> **Stored records**
────────────────
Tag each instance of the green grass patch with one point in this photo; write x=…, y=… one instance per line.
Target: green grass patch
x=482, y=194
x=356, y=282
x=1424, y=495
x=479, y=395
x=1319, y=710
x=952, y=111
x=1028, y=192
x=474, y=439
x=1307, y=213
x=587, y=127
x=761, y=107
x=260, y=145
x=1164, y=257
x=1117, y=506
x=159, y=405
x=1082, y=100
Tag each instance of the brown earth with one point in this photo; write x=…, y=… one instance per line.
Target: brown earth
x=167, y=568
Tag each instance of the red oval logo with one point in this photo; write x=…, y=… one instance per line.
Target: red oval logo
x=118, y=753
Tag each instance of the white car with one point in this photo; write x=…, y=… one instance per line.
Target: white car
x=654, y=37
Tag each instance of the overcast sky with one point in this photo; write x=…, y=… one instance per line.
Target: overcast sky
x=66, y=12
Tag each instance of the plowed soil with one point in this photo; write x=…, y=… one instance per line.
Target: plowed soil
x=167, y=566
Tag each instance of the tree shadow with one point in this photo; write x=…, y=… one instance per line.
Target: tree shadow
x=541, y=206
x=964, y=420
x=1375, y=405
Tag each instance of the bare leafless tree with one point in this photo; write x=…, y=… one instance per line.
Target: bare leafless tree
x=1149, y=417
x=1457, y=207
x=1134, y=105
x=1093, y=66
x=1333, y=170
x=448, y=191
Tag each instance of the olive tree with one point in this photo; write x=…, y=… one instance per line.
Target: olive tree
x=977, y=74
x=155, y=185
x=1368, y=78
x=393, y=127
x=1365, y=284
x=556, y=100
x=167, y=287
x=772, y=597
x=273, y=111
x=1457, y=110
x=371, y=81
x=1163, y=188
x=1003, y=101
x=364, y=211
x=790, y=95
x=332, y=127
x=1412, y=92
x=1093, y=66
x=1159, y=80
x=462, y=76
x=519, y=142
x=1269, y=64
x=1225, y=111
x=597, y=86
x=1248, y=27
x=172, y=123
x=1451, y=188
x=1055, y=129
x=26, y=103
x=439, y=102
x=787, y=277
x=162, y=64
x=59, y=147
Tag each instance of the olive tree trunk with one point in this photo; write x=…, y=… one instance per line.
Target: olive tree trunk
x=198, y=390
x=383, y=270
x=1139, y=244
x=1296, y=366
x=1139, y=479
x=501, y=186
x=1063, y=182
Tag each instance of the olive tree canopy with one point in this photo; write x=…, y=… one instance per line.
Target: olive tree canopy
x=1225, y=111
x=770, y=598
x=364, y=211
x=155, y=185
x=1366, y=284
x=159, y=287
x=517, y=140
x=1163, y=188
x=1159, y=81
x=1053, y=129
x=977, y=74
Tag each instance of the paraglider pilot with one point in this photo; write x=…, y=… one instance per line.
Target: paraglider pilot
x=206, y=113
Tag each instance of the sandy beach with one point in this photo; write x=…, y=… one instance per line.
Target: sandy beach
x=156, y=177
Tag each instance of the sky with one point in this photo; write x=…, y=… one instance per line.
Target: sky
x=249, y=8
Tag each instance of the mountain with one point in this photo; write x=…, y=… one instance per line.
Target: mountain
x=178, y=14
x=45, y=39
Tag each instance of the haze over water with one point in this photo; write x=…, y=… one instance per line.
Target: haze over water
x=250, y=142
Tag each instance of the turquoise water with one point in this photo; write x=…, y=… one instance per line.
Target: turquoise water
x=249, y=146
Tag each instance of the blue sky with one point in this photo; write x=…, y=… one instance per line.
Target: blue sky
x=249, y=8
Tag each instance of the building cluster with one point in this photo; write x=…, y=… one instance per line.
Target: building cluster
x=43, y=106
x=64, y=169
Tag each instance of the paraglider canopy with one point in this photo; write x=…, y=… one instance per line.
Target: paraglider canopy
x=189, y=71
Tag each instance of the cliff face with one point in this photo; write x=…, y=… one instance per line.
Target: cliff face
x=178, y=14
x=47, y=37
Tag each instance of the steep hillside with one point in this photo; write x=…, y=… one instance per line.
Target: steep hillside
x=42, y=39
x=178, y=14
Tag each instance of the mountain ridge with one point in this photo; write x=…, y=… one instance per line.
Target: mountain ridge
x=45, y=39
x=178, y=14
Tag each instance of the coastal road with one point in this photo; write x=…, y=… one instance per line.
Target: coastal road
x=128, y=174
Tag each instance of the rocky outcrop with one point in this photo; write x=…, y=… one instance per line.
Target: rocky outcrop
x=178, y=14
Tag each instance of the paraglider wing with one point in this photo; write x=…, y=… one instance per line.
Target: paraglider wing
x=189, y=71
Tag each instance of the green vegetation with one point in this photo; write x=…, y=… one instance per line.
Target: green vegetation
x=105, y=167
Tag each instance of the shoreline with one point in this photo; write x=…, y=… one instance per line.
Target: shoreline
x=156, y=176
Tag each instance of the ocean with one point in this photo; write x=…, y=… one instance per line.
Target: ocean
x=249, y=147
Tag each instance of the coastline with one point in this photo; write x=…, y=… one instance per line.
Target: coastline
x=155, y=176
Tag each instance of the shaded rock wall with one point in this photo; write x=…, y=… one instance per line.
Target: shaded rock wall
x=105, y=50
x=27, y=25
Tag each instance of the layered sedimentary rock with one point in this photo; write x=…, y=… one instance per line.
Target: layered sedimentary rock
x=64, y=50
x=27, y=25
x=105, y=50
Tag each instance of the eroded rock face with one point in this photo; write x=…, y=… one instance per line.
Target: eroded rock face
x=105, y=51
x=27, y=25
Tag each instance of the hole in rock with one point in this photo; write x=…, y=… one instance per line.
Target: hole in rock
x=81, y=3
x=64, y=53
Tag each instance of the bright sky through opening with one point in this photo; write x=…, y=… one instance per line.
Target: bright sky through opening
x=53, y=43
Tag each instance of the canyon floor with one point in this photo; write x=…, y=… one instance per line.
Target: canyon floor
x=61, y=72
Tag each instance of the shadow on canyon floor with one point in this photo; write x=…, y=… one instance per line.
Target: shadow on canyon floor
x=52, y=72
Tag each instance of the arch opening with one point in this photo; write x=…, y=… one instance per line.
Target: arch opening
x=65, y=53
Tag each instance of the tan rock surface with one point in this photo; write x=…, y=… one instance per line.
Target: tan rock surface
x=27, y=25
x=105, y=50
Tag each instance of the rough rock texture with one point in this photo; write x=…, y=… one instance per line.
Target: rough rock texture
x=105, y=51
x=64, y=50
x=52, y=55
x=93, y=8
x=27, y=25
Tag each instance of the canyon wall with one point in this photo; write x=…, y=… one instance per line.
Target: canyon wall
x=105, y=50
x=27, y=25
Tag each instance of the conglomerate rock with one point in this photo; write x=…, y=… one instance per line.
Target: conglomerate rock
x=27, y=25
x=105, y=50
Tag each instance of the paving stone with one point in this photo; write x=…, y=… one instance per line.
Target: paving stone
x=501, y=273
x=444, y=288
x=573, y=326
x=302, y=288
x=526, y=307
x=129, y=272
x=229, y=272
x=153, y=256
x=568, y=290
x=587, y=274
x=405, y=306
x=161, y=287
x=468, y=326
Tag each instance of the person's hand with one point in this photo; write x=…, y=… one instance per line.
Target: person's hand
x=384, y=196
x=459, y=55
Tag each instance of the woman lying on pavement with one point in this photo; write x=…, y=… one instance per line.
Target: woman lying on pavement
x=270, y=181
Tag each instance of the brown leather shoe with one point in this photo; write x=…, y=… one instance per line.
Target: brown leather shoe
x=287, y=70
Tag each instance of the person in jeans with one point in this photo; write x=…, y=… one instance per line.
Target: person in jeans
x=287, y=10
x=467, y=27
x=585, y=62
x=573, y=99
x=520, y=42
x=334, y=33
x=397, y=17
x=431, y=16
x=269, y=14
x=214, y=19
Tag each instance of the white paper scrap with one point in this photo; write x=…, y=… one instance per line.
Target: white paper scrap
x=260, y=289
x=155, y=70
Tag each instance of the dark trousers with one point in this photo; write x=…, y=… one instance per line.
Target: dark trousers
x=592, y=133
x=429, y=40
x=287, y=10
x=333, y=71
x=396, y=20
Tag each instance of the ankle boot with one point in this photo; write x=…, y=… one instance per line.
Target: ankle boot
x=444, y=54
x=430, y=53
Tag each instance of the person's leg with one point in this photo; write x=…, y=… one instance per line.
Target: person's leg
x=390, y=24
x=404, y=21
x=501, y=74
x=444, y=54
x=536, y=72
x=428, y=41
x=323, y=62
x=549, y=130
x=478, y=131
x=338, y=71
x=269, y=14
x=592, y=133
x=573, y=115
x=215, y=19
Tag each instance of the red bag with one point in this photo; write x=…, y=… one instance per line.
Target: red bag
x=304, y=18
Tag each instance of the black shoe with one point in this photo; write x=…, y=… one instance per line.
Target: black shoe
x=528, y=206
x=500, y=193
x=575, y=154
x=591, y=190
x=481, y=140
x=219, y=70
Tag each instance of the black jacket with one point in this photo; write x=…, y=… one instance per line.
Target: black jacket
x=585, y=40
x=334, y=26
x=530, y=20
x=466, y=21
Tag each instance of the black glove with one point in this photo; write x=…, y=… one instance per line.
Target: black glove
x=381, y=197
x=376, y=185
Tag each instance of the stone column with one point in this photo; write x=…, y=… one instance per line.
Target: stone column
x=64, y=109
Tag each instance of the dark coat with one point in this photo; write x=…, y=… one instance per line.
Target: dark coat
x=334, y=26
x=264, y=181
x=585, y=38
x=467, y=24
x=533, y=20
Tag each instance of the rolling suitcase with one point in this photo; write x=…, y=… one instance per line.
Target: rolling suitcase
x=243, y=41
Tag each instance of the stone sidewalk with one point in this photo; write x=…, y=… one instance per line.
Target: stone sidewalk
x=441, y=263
────────────────
> **Short task**
Please repeat the material from the line with "Tag each instance of the olive tree with" through the line with "x=1063, y=182", both included, substituting "Mark" for "Tag" and keeping everything else the same.

> **Complete response**
Mark each instance of the olive tree with one point in this photo; write x=…, y=… one instance per line.
Target: olive tree
x=977, y=74
x=155, y=185
x=1368, y=78
x=393, y=127
x=1365, y=284
x=556, y=100
x=167, y=287
x=772, y=597
x=273, y=111
x=1457, y=110
x=371, y=81
x=1163, y=188
x=1003, y=101
x=364, y=211
x=790, y=95
x=332, y=127
x=1412, y=92
x=1093, y=66
x=1159, y=80
x=462, y=76
x=519, y=142
x=1269, y=64
x=1225, y=111
x=597, y=86
x=1248, y=27
x=172, y=123
x=1451, y=188
x=1055, y=129
x=26, y=103
x=439, y=102
x=787, y=277
x=162, y=64
x=59, y=147
Mark each instance of the olive tree trunk with one point in this photo; write x=…, y=… one instance per line.
Target: olive tree trunk
x=198, y=390
x=383, y=270
x=1139, y=244
x=1296, y=366
x=1139, y=479
x=501, y=186
x=1063, y=182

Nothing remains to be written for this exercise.